[[ Data shown, beginning ]]

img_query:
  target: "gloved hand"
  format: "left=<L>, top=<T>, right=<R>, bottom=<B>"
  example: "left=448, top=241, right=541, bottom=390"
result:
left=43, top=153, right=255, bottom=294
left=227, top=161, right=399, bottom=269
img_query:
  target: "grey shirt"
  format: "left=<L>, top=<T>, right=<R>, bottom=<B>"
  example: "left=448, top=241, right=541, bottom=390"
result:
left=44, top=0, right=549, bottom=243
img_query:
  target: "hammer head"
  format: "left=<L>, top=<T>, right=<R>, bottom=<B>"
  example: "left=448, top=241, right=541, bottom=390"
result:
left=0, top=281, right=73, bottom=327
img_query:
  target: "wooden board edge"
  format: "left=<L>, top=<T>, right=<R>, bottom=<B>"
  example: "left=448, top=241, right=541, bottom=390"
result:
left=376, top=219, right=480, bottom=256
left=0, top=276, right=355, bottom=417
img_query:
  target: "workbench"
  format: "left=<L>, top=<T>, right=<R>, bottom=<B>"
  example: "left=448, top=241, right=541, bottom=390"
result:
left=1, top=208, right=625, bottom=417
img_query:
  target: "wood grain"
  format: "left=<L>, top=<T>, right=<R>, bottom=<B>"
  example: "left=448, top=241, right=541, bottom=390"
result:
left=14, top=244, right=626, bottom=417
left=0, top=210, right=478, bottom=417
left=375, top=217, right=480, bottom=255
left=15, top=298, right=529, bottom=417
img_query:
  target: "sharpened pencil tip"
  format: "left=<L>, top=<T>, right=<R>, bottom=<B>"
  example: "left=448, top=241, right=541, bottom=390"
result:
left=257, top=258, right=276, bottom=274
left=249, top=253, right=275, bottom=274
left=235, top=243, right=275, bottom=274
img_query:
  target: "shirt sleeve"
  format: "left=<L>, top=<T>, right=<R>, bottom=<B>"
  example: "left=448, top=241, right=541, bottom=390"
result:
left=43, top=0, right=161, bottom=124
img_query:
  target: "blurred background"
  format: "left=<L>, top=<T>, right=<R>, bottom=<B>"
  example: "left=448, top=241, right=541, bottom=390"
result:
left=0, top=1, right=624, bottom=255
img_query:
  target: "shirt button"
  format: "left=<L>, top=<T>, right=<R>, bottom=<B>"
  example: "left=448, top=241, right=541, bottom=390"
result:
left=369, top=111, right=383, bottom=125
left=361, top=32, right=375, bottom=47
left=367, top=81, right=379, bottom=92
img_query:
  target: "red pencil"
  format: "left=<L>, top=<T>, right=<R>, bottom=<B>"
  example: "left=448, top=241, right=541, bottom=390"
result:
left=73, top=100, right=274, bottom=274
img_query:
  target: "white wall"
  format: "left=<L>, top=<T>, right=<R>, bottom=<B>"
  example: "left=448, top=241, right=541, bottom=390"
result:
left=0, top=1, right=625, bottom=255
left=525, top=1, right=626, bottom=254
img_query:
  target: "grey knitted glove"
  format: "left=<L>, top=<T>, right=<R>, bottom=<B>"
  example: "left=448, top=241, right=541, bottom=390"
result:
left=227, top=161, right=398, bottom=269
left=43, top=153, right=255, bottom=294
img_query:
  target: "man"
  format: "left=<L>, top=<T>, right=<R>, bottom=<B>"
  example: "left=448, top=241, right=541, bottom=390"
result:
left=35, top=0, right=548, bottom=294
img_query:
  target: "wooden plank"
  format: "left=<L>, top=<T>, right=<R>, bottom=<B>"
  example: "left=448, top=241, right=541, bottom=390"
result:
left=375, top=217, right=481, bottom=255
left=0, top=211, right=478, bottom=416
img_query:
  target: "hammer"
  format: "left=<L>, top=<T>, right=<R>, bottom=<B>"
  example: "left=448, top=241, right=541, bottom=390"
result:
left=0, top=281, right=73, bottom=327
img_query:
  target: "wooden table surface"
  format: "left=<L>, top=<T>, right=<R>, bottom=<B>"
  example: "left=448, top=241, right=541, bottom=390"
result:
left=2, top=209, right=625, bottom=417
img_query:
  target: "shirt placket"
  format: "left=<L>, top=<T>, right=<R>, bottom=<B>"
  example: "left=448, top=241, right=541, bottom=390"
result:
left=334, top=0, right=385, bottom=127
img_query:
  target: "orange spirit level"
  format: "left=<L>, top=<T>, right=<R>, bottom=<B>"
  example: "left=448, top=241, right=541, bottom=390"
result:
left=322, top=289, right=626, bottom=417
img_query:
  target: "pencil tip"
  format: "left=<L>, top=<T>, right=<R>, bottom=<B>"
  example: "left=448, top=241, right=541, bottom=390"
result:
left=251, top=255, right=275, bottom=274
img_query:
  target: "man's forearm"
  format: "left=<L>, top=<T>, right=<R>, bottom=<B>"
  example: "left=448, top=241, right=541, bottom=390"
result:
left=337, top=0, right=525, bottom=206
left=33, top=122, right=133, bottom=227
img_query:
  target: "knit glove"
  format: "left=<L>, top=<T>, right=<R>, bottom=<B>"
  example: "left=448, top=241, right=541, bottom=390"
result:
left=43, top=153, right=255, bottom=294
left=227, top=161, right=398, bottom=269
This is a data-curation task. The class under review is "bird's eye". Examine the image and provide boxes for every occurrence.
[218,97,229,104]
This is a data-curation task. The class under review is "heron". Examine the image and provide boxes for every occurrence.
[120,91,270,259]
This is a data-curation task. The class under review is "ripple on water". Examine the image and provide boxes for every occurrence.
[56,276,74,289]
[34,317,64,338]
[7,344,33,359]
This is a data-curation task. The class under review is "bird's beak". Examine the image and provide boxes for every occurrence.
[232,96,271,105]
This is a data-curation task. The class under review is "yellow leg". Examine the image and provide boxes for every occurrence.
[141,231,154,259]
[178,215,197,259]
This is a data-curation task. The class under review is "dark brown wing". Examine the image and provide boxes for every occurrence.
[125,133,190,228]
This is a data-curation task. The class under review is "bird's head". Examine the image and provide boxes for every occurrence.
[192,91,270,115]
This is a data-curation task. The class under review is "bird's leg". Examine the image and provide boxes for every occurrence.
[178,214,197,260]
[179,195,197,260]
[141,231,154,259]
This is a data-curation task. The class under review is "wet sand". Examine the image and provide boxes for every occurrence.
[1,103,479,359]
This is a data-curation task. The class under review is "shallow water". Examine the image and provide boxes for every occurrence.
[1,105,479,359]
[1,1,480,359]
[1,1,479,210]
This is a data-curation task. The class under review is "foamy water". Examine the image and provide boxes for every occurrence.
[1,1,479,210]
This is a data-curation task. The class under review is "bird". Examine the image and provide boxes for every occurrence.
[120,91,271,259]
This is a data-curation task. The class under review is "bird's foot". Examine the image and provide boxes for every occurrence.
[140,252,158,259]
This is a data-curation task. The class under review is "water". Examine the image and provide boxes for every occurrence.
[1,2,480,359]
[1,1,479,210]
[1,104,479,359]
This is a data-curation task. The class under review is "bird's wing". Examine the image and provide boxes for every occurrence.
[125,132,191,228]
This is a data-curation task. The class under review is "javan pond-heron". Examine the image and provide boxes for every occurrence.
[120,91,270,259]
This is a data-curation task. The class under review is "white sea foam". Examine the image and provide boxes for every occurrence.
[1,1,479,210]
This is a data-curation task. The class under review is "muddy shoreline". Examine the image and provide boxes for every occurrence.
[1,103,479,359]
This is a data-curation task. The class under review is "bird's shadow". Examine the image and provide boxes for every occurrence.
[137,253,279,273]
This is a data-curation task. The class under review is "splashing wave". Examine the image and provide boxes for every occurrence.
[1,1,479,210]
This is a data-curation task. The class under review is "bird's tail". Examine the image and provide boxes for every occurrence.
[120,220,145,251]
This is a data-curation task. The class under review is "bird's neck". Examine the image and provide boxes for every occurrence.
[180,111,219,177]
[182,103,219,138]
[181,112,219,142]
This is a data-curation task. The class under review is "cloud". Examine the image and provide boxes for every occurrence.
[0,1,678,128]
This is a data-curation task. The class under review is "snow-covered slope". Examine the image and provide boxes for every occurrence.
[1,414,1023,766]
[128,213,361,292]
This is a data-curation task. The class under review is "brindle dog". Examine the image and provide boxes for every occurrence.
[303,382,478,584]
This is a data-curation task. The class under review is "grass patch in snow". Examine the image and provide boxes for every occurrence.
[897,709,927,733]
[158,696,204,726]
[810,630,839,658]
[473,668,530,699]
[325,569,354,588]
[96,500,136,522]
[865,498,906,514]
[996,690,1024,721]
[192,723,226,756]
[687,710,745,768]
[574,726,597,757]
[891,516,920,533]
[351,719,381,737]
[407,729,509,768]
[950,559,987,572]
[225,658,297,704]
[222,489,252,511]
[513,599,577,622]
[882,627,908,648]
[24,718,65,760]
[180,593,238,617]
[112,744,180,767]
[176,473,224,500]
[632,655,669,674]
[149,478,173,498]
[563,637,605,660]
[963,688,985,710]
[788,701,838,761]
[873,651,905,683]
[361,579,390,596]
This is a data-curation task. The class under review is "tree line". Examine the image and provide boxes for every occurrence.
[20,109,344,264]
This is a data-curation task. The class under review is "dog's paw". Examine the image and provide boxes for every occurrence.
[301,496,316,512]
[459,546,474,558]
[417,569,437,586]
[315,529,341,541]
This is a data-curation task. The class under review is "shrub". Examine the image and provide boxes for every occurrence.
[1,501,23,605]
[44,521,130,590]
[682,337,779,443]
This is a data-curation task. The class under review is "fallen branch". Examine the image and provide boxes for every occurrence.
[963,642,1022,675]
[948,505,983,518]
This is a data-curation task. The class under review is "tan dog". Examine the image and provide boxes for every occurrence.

[[ Data shown, end ]]

Exercise brief: In the data above, find each line where the string "wooden" appears, then copy it.

Answer for the task:
  target: "wooden board edge"
  target: "wooden plank"
  target: "wooden table surface"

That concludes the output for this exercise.